Direction — Copy out every one of the records below word for word, changing nothing.

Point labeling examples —
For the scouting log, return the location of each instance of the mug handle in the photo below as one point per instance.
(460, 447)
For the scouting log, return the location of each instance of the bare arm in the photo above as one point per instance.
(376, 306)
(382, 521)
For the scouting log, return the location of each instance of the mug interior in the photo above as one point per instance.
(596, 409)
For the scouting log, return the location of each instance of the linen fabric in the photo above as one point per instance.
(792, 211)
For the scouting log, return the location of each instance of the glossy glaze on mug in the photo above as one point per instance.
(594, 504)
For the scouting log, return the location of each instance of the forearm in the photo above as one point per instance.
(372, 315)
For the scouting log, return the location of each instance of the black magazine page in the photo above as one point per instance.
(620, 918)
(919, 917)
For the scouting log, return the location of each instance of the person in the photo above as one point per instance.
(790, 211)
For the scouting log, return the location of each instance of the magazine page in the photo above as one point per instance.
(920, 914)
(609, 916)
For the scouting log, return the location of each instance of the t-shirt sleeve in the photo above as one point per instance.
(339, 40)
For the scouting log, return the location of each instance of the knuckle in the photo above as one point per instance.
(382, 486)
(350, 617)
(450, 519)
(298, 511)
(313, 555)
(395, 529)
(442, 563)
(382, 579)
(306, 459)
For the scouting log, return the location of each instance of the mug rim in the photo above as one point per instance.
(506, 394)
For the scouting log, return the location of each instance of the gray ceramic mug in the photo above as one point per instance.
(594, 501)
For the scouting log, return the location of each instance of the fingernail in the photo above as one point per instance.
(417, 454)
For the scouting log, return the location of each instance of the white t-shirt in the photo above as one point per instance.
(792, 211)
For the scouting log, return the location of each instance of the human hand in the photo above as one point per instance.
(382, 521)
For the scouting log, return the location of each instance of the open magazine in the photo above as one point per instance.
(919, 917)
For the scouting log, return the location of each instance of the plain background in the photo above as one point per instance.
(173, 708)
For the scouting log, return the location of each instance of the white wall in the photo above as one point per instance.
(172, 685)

Exercise solution —
For the scouting log, return the location of each instance of the mug handle in the photo below as one point per instance.
(460, 447)
For the scouting log, return the location of each instance of the bare arm in the photo above as one point per instance.
(376, 306)
(382, 521)
For the scouting log, return the location of each instance of the mug interior in the photo above as one point per instance.
(596, 409)
For the scouting log, return the location of each instance of the linen fabric in the photo above as one point per instance.
(792, 211)
For the scouting log, return the location of each instance of the glossy glaze on mug in the photo above as one point per instance.
(594, 504)
For the scouting log, return the location of each instance of the forearm in the photo above as one point per instance.
(372, 315)
For the scouting log, return the location of each instance of the black magazine page in the photo above as one point per instance.
(620, 918)
(919, 917)
For the scouting log, return the location of each instance of the person in the photo above as one point per instance.
(790, 211)
For the scouting log, return the location of each instance of the magazine page in the photo above as one point per instance.
(920, 914)
(609, 916)
For the scouting log, return the location of each instance of the t-shirt sleeve in the photo above as one point per instance.
(339, 40)
For the scouting log, return the location of each instance of the knuckle in the photo above as one point per instance.
(382, 486)
(350, 617)
(450, 519)
(298, 511)
(313, 555)
(395, 529)
(442, 563)
(382, 579)
(306, 459)
For the scouting log, return the location of each instance of the mug rim in the photo above as one point per instance.
(506, 394)
For the scouting log, return the location of each instance of the gray ceramic mug in the photo above as one point per instance.
(594, 501)
For the scouting log, return the location of each instance of the fingernail in the photo above as one point per instance.
(417, 454)
For the scouting log, return the location of each instance of the white t-shirt in the photo above as one point per instance.
(792, 211)
For the scouting log, return the location of each instance of the human hand in the photo above as one point per instance.
(382, 521)
For the scouting log, return the location of each instance of the open magazine in the photo above as one point per instance.
(919, 917)
For the scouting log, return the location of each instance of the plain background in the photo above as one point per instance.
(173, 708)
For the scouting log, return the location of each instance of the white wall in the photo above as one point per instance.
(172, 685)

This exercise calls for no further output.